Work to complete:
Reproduce all records exactly.

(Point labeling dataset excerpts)
________________

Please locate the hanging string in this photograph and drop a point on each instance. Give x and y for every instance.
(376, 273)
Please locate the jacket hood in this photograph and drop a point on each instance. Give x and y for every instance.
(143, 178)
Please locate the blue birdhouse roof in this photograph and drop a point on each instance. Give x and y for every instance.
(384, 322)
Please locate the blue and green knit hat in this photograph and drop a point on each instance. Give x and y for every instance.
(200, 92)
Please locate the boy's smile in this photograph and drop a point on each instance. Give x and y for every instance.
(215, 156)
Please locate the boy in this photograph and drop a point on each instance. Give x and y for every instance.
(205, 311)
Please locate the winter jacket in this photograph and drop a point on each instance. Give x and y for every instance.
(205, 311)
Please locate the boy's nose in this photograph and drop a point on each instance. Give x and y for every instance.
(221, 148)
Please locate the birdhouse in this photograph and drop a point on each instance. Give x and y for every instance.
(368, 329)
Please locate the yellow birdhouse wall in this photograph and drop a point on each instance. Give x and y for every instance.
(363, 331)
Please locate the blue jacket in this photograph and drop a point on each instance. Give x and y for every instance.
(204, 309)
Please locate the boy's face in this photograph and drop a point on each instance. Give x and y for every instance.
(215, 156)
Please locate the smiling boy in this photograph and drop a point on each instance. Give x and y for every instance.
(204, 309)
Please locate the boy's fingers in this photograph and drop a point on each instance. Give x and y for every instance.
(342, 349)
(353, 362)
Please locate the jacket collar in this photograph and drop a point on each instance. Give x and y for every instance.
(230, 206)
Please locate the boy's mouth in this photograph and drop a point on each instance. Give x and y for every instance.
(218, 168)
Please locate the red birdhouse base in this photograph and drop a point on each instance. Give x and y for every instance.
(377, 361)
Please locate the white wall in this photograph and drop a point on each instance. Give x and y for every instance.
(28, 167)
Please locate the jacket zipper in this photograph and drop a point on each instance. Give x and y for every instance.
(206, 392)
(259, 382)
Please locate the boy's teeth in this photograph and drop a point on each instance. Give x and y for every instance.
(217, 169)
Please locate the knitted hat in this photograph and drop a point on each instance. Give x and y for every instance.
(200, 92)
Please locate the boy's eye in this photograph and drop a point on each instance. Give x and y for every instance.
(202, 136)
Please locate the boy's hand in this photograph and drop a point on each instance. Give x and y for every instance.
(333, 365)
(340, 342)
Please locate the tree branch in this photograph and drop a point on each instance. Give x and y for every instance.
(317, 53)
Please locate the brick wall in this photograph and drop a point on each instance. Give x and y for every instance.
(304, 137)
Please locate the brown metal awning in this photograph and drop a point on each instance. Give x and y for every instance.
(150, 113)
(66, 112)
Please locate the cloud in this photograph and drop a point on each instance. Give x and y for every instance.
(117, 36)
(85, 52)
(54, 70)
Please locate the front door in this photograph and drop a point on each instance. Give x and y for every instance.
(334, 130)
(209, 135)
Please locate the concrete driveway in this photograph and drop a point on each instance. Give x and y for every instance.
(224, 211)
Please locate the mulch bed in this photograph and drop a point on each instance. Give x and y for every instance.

________________

Result of this exercise:
Please locate the hanging string in this photograph and drop a point on each instance. Give x and y for every instance.
(376, 273)
Please locate the jacket hood in this photograph and drop a point on each instance. Give x and y for every instance.
(143, 178)
Please locate the blue birdhouse roof in this photograph and drop a point on each instance. Give x and y for every instance.
(384, 322)
Please locate the blue and green knit hat in this photograph and drop a point on each instance. Give x and y for every instance.
(200, 92)
Please locate the boy's smile in this photograph and drop a point on each instance. Give x and y for every instance.
(215, 156)
Please locate the boy in this photograph and drop a point on each instance. Give x and y for every instance.
(205, 311)
Please locate the winter jacket in this photograph and drop a point on each instance. Give x and y for every instance.
(205, 311)
Please locate the boy's nose in this photograph and drop a point on each instance. Give x and y for every instance.
(221, 148)
Please locate the birdhouse in this photograph and drop a point on each instance. Give x and y for every instance.
(368, 329)
Please locate the yellow birdhouse wall in this photograph and drop a point on each instance. Give x and y for every instance.
(363, 331)
Please locate the blue jacket in this photograph and drop a point on each instance. Give x and y for every instance.
(204, 309)
Please locate the boy's face in this photograph and drop a point on each instance. Give x and y for every instance.
(215, 156)
Please locate the smiling boy in this photograph and drop a point on each instance. Give x and y for every instance.
(204, 309)
Please locate the boy's fingers in this photograph and drop a point on each instance. Give x and y for every instance.
(342, 349)
(353, 362)
Please locate the jacket collar in this photograph and drop a point on each instance. Give x and y for every instance.
(230, 206)
Please locate the boy's mouth in this photograph and drop a point on each instance. Give x and y for every instance.
(218, 168)
Please locate the red birdhouse base in this photograph and drop a point on each instance. Give x and y for every instance.
(377, 361)
Please locate the white wall in this photograph and drop a point on each instance. Give x and y for every instance.
(28, 167)
Please locate the jacket zipper in this photograph and drop a point on each instance. Give x and y for every instance.
(206, 392)
(259, 382)
Please locate the boy's teeth in this photograph and drop a point on each instance. Give x and y for every instance.
(217, 169)
Please locate the knitted hat in this photograph and drop a point on each instance. Give x and y for every instance.
(200, 92)
Please locate the boy's eye in this photograph and drop a point on each instance. Give x and y for every instance.
(202, 136)
Please locate the boy's hand in this photograph and drop a point on each instance. Give x and y for every instance.
(333, 365)
(340, 342)
Please locate the tree branch in this photograph and drop a point on each instance. Give x and y for every instance.
(317, 53)
Please locate the brick wall in this photograph and drop a point on each instance. Give x and y for every instance.
(304, 137)
Please locate the brown metal awning in this photograph and drop a point on each instance. Give x and y for every instance.
(150, 113)
(66, 112)
Please locate the cloud in this photograph and drop a point on each instance. Give x and y for every instance.
(117, 36)
(85, 52)
(54, 70)
Please locate the front door in this photograph and drop a point on each instance. Give x and y for every instance.
(334, 130)
(209, 135)
Please locate the concrete driveway in this photograph and drop a point on each instance. Give x and y for every instance.
(224, 211)
Please locate the mulch bed in this photograph and drop a point on each instance. Give x and y for every instance.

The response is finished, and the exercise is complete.